Written request :: Please lay out the records below as a JSON list of strings, with one string for each line and no blank lines.

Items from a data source
──────────────────────────────

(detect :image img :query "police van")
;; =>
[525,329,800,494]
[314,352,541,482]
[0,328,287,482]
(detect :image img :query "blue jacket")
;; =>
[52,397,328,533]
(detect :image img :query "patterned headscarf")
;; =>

──────────────────────────────

Exercise answer ::
[
  "(detect :image img :query \"police van\")",
  ";; =>",
  "[525,329,800,494]",
  "[314,352,541,482]",
  "[0,328,287,482]",
  "(detect :image img :query \"blue jacket\")",
  ";; =>",
  "[52,397,328,533]",
  "(detect :image img :query \"patterned headscarf\")",
  ";; =>"
]